What you have to do: Can you carry the piece on Iredell County's Munchkinland legend forward from its final sentence?

Selected excerpt:

Iredell County’s Munchkinland

Tucked away on a secondary road in the northern part of Iredell county is a small, one lane bridge that spans an ankle deep creek.
The road it’s self seems to serve very little purpose, with a portion on both sides of the bridge being gravel instead of pavement. Even though it connects a main north/south road to the east with a major highway to the west, it doesn’t do so very effeciently. Drivers looking for a shortcut across the little tendril of a creek that snakes it’s way down from the South Yadkin River would certainly be better off choosing several other paths.

It’s on the site of this unassuming bridge that we have what might be one of Iredell county’s strangest bits of folklore.
Not so much with the current generation, but people of a certain age will tell you that the area is called “Munchkinland”, and will likely be able to give you a version of a story that used to circulate freely about the area.

Talking with one resident who lived just up the road from Munchkinland in the early 1970’s, I was able to get the basics.
It seems the tale begins with some “little people”; a family suffering from dwarfism. They moved into the area near the bridge sometime in the vague past, built a house and set out to live a quiet life in what was an extremely rural area at the time.
The story doesn’t really have specifics for what happened to them, but they eventually died off. Perhaps they were insular due to societal pressure, and kept to themselves until however many generations of their family living there succumbed to either old age or illness. At any rate, their time eventually came to shuffle off this mortal coil and to begin life anew in a different plane of existence.
However, as the story goes, they didn’t actually leave.
To prove this, there’s a formula for interacting with the little people.

First, this is best done at night.
On a dark evening of your choosing, lightly sprinkle the back bumper and maybe trunk of your vehicle with baby powder or a simiar substance. Once this is accomplished, drive onto the bridge, put your vehicle in neutral and wait.
If the spirits are feeling particularly bored, you will find that not only will you begin to roll uphill, but an inspection of the rear of your car afterwards will show tiny handprints.

Dataset content:
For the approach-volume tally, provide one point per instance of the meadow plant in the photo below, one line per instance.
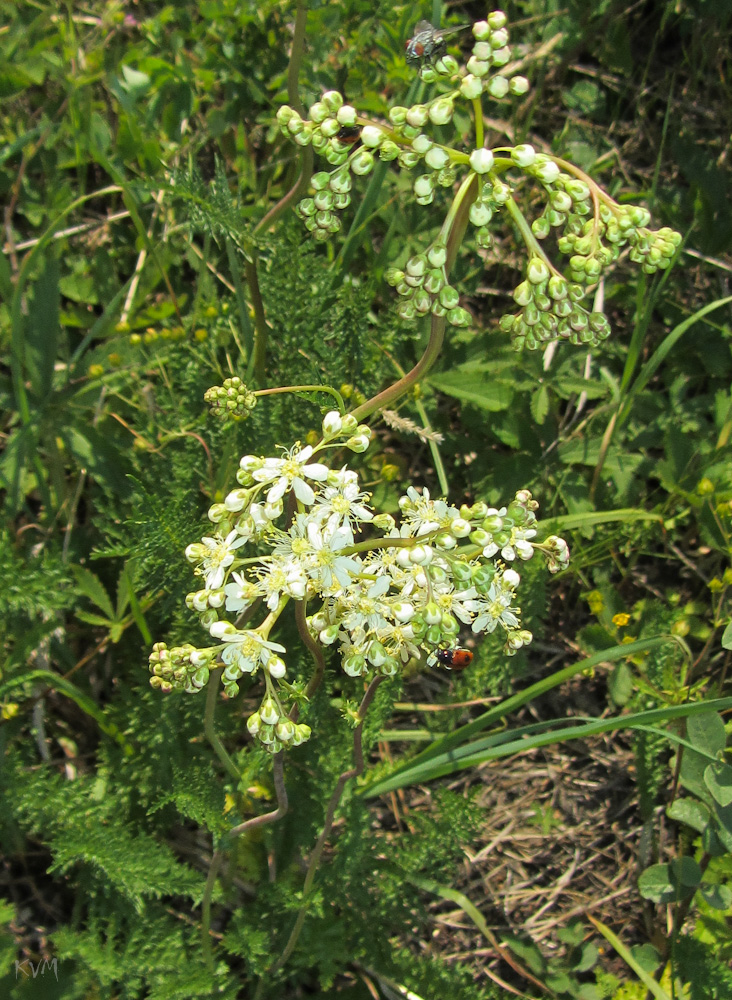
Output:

Task answer:
Why the apparent spirits of the dead have nothing better to do than hang around a lightly traveled rural bridge is unknown. No impetus is given in the tale for thier actions

But, as I am apt to ask, how true is this story? Does it have some basis in fact? Where did it come from?
We can attempt to answer these questions in several ways.

First. Did the little people mentioned in the story ever exist?
It’s very hard to pin down any proof that they did. Lack of proof in this case though is not a nail in this tale’s coffin. There are a variety of reasons why there would be scant information about such people. For one, living in a rural area sometime before the 1970’s there would likely have been a stigma about thier condition. It’s entirely possible they were socially isolated by the prejudices of the community around them or by thier own fear of being treated poorly. There would be little reason to put to paper a record of them save for possibly census data, which isn’t likely to mention thier height or exact location near the bridge.
On the other hand, it seems a family as unique as this one would have been remembered by the local community in stories other than this one. Someone would have told thier grandchildren about the “Munchkins” who lived down by the bridge. We don’t have that. But perhaps it’s been so long ago most rememberances of them have simply passed out of common knowledge.

Perhaps then we can find some physical proof? We know the story was being told in the early 1970’s, so we can look back before that time for some trace of the family.
Using an aerial photo archive (which you can find on the “of interest” links page) I was able to find two images that are earlier than 1970. These are images for 1951 and 1956.
In the image from 1951, a mere 300 feet north of the bridge you have what appears to be a man made path that branches off west from the road it’s self, appearing to go into the trees and re-emerge on the same road, detouring around a particularly large curve. At the other end appears to be some sort of structure with what might be a barn just to the east along the side of the road. This could be related to our little people, but it doesn’t seem close enough.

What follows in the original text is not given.